▶ ACTIVITY
Recast every line of the records below as a Markdown table with the columns No. and Text, numbering the lines in order and omitting blank lines.

——

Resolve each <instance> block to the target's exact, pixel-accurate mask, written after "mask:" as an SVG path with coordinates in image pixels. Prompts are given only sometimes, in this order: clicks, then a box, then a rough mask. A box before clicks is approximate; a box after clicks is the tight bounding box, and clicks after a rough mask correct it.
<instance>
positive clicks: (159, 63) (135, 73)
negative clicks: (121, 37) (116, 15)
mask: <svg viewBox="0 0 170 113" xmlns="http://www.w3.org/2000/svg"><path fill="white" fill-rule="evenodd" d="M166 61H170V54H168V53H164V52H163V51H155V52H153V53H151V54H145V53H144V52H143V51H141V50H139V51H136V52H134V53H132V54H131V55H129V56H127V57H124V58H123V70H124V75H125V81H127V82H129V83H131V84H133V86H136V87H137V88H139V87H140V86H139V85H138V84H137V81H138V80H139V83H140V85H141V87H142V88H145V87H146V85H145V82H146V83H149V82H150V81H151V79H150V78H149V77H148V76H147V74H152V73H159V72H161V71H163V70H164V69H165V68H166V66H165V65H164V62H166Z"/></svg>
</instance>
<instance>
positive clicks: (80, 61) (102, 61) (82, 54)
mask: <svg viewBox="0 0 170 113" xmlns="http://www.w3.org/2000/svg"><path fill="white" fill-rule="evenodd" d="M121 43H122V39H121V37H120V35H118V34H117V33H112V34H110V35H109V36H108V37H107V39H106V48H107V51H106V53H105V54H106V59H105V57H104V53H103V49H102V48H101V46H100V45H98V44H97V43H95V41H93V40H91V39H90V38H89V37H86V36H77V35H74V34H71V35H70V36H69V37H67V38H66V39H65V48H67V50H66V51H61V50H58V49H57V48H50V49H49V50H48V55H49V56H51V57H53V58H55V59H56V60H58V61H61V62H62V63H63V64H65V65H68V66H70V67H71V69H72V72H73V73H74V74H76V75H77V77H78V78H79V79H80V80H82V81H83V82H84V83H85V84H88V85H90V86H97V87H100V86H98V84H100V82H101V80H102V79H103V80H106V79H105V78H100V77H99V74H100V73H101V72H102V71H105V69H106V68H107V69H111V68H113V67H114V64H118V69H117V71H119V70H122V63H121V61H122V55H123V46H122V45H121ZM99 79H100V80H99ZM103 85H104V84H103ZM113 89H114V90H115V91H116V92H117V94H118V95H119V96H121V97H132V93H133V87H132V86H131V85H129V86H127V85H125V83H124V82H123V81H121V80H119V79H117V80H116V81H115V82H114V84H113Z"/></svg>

——

▶ YOUR RESPONSE
| No. | Text |
|---|---|
| 1 | Resolve each <instance> block to the target's exact, pixel-accurate mask, written after "mask:" as an SVG path with coordinates in image pixels. Prompts are given only sometimes, in this order: clicks, then a box, then a rough mask. A box before clicks is approximate; a box after clicks is the tight bounding box, and clicks after a rough mask correct it. |
| 2 | <instance> |
| 3 | positive clicks: (159, 63) (135, 73) |
| 4 | negative clicks: (121, 37) (116, 15) |
| 5 | mask: <svg viewBox="0 0 170 113" xmlns="http://www.w3.org/2000/svg"><path fill="white" fill-rule="evenodd" d="M166 61H170V54H168V53H164V52H163V51H155V52H153V53H151V54H145V53H144V52H143V51H141V50H139V51H136V52H134V53H132V54H131V55H129V56H127V57H124V58H123V70H124V75H125V81H127V82H129V83H131V84H133V86H136V87H137V88H139V87H140V86H139V85H138V84H137V81H138V80H139V83H140V85H141V87H142V88H145V87H146V85H145V82H146V83H149V82H150V81H151V79H150V78H149V77H148V76H147V74H152V73H159V72H161V71H163V70H164V69H165V68H166V66H165V65H164V62H166Z"/></svg> |
| 6 | </instance> |
| 7 | <instance> |
| 8 | positive clicks: (80, 61) (102, 61) (82, 54) |
| 9 | mask: <svg viewBox="0 0 170 113" xmlns="http://www.w3.org/2000/svg"><path fill="white" fill-rule="evenodd" d="M121 43H122V39H121V37H120V35H118V34H117V33H112V34H110V35H109V36H108V37H107V39H106V48H107V51H106V53H105V54H106V59H105V57H104V53H103V49H102V48H101V46H100V45H98V44H97V43H95V41H93V40H91V39H90V38H89V37H86V36H77V35H74V34H71V35H70V36H69V37H67V38H66V39H65V48H67V50H66V51H61V50H58V49H57V48H50V49H49V50H48V55H49V56H51V57H53V58H55V59H56V60H58V61H61V62H62V63H63V64H65V65H68V66H70V67H71V69H72V72H73V73H74V74H76V75H77V77H78V78H79V79H80V80H82V81H83V82H84V83H85V84H88V85H90V86H97V87H100V86H98V84H100V82H101V80H102V79H103V80H106V79H105V78H100V77H99V74H100V73H101V72H102V71H105V69H106V68H107V69H111V68H113V67H114V64H118V69H117V71H119V70H122V63H121V61H122V55H123V46H122V45H121ZM99 79H100V80H99ZM103 85H104V84H103ZM113 89H114V90H115V91H116V92H117V94H118V95H119V96H121V97H132V93H133V87H132V86H131V85H129V86H127V85H125V83H124V82H123V81H121V80H119V79H117V80H116V81H115V82H114V84H113Z"/></svg> |